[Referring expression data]

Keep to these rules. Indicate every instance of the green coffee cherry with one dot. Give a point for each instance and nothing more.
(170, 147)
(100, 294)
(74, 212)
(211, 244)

Task requirements:
Could you print all of the data above once more, unaltered?

Solution to the problem:
Keep to these rules. Indicate every instance of the green coffee cherry with one dot. Give a point for each instance and nothing more.
(170, 147)
(100, 294)
(74, 212)
(211, 244)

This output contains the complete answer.